DETTAGLI DEL PROBLEMA » Trascrivi senza alcuna modifica le righe comprese tra quella che contiene "on the girl" e quella che contiene "(1005, 741)", entrambe incluse.

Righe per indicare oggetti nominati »
------

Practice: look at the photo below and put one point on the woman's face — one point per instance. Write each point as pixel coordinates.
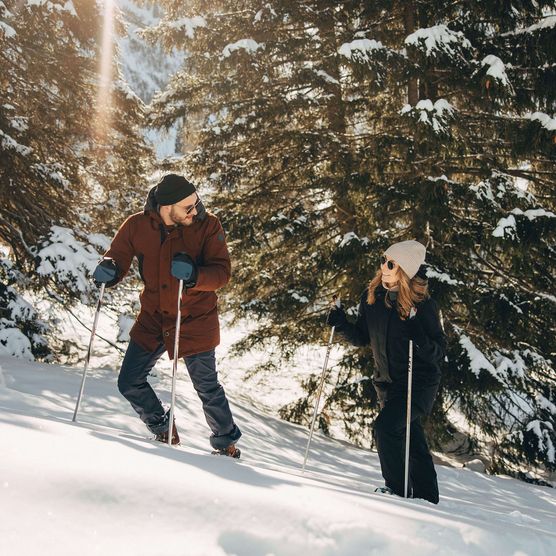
(390, 269)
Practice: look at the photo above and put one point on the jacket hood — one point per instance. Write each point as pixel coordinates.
(150, 202)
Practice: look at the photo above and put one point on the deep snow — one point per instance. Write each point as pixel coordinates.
(100, 487)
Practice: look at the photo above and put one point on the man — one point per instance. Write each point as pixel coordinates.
(174, 232)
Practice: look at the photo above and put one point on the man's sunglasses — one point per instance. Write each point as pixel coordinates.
(384, 261)
(189, 208)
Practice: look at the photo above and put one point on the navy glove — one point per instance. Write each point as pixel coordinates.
(184, 268)
(106, 272)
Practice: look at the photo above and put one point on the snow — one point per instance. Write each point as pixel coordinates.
(477, 359)
(438, 39)
(546, 23)
(99, 486)
(360, 50)
(436, 116)
(7, 30)
(55, 6)
(68, 259)
(544, 119)
(249, 45)
(9, 143)
(327, 77)
(348, 237)
(14, 343)
(442, 276)
(506, 226)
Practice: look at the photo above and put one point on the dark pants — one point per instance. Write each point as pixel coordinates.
(133, 385)
(389, 427)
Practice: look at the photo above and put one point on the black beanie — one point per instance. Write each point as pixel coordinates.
(172, 189)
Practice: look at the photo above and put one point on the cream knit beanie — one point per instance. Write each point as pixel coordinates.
(410, 255)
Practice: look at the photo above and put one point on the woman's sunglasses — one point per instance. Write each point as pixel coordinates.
(390, 264)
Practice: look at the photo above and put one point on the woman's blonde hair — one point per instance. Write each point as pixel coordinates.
(411, 292)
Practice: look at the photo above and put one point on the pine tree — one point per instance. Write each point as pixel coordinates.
(57, 167)
(333, 129)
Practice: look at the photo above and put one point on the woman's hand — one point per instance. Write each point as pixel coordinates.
(336, 316)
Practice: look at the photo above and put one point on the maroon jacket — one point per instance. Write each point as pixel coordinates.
(144, 236)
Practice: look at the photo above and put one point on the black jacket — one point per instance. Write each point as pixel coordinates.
(382, 328)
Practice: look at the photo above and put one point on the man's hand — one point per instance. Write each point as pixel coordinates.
(106, 272)
(184, 268)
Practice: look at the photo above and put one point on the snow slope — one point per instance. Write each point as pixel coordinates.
(99, 487)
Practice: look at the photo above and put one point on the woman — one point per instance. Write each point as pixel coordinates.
(395, 308)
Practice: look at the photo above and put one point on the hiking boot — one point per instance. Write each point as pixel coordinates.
(231, 451)
(163, 436)
(384, 490)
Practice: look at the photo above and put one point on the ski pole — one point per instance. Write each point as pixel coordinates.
(175, 367)
(408, 419)
(88, 358)
(338, 304)
(318, 397)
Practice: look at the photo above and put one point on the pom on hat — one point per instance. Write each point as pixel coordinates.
(172, 189)
(410, 255)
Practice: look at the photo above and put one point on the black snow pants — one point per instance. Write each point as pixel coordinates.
(201, 367)
(389, 429)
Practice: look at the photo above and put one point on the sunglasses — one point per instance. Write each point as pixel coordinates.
(384, 261)
(190, 208)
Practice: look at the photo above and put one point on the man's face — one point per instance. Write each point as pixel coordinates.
(185, 211)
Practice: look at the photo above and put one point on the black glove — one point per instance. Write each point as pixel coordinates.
(415, 328)
(336, 316)
(106, 273)
(184, 268)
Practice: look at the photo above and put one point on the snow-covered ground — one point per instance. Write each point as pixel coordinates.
(100, 487)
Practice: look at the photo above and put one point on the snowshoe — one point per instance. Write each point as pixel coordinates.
(163, 436)
(231, 451)
(384, 490)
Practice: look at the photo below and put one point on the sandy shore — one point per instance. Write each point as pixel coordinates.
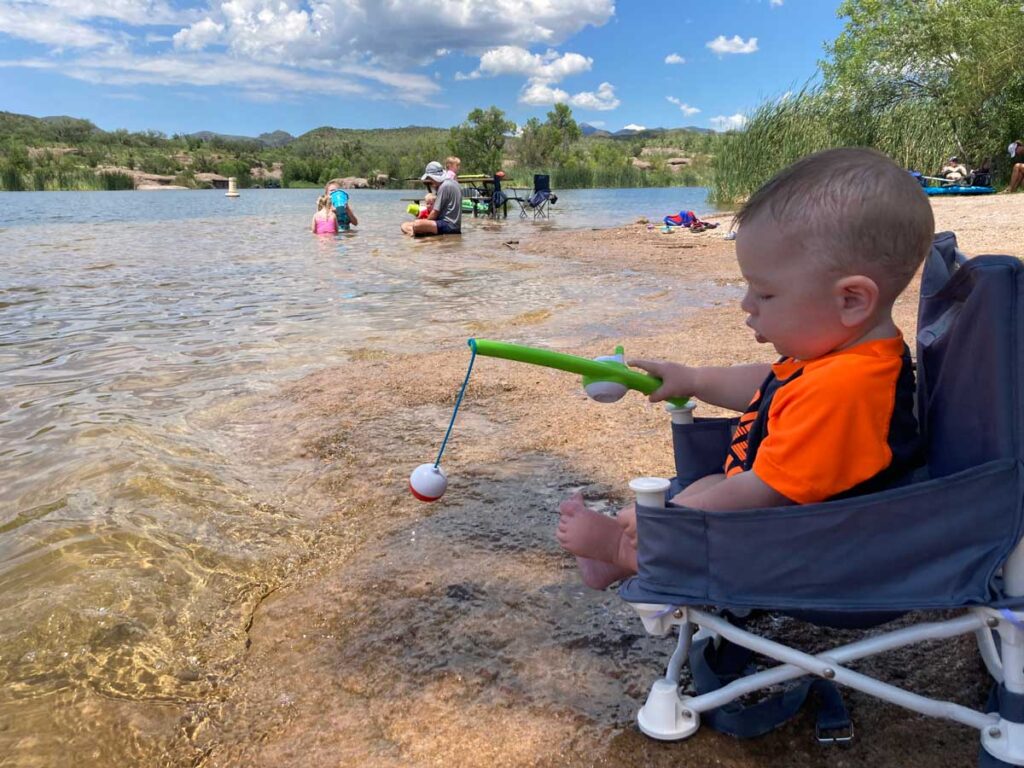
(458, 633)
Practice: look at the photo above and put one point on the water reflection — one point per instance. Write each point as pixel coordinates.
(144, 506)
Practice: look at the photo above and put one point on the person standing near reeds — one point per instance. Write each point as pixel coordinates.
(1016, 165)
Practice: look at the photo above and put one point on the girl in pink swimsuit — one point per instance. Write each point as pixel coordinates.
(325, 220)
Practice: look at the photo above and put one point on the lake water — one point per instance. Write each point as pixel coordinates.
(135, 331)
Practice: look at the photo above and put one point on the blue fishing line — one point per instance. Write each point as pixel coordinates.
(458, 402)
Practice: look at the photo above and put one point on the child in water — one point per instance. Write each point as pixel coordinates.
(825, 247)
(344, 215)
(428, 205)
(452, 166)
(325, 220)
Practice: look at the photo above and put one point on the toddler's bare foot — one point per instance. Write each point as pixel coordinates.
(603, 552)
(586, 532)
(599, 576)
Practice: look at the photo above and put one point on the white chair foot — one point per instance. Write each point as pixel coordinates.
(666, 716)
(657, 619)
(1005, 741)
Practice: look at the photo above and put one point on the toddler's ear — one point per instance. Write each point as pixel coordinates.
(857, 298)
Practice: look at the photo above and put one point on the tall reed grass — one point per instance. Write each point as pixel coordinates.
(914, 134)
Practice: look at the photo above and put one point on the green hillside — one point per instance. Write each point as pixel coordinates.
(66, 153)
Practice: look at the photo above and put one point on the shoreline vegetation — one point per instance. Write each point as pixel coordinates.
(920, 82)
(69, 154)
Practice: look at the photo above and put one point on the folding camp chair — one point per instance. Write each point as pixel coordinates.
(948, 538)
(538, 203)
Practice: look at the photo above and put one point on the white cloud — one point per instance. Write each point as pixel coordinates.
(542, 94)
(356, 46)
(735, 44)
(537, 93)
(397, 33)
(602, 100)
(730, 123)
(683, 107)
(199, 35)
(254, 80)
(511, 59)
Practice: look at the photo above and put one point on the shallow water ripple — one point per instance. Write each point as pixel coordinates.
(144, 507)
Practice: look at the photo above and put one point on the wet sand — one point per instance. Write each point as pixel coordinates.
(458, 633)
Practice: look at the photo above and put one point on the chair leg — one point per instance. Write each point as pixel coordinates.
(665, 715)
(1003, 743)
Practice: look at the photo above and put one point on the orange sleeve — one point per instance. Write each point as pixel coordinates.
(828, 429)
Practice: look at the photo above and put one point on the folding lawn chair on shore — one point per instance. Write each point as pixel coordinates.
(948, 538)
(542, 197)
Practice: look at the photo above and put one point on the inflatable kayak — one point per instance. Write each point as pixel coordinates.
(933, 190)
(480, 205)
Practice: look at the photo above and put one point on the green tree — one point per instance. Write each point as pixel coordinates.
(480, 140)
(535, 146)
(961, 57)
(564, 130)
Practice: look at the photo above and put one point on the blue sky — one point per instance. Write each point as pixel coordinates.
(247, 67)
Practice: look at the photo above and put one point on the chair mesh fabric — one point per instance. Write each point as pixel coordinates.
(934, 543)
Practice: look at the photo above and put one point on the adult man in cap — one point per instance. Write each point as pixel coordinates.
(953, 170)
(445, 216)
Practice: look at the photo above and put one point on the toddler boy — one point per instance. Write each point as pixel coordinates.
(825, 247)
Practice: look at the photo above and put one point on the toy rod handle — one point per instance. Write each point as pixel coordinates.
(599, 370)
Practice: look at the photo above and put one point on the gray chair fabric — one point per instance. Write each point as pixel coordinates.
(935, 542)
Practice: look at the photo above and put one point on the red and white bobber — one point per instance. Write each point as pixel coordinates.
(428, 482)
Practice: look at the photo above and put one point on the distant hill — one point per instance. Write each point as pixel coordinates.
(276, 138)
(54, 128)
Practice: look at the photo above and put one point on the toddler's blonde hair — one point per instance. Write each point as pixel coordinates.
(855, 209)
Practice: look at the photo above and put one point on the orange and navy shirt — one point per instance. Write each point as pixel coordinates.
(840, 424)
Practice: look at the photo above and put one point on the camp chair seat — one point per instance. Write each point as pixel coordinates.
(540, 200)
(946, 538)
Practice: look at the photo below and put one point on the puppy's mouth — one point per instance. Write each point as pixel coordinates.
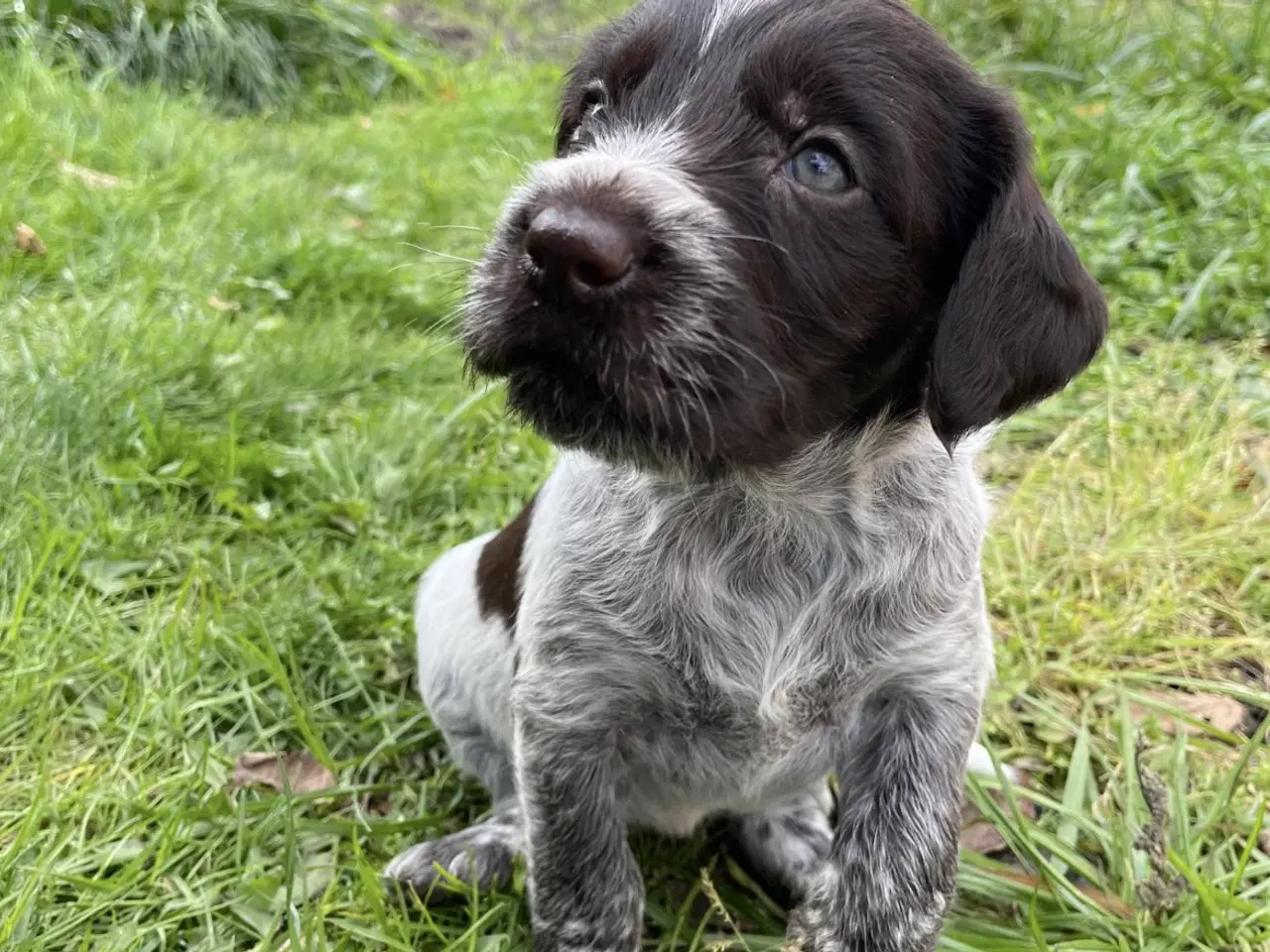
(604, 394)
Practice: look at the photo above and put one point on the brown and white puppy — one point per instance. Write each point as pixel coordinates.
(789, 255)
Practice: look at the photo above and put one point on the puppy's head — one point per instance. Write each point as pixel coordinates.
(769, 220)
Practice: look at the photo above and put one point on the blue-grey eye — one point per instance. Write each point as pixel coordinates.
(820, 167)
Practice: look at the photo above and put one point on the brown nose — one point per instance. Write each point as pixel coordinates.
(576, 252)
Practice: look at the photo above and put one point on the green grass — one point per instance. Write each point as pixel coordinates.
(234, 430)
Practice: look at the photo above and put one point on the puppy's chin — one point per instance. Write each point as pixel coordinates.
(621, 404)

------

RISPOSTA ALL'ESERCIZIO »
Practice: look at the photo above and put one point on the girl in pink swimsuit — one point per instance. Write each point as pixel coordinates.
(325, 220)
Practice: look at the photo above and put one point on the lake water — one point per instance. Write each point as pixel coordinates.
(135, 331)
Practice: look at the photo above and put one point on the blue fishing line — one point per instance. Write each point as pixel coordinates.
(458, 402)
Practice: look at the photo above and put one point on the child in water — one point per instance. Write each point as pixel coordinates.
(825, 247)
(344, 215)
(428, 205)
(452, 166)
(325, 220)
Practice: look at the photo above and put one point on the toddler's bare foot — one point per instance. Write each point as pixel coordinates.
(603, 552)
(586, 532)
(599, 576)
Practice: look at the photo above and put one point on the white chair foot — one point per instance. Write each point as pixel coordinates.
(666, 716)
(657, 619)
(1005, 741)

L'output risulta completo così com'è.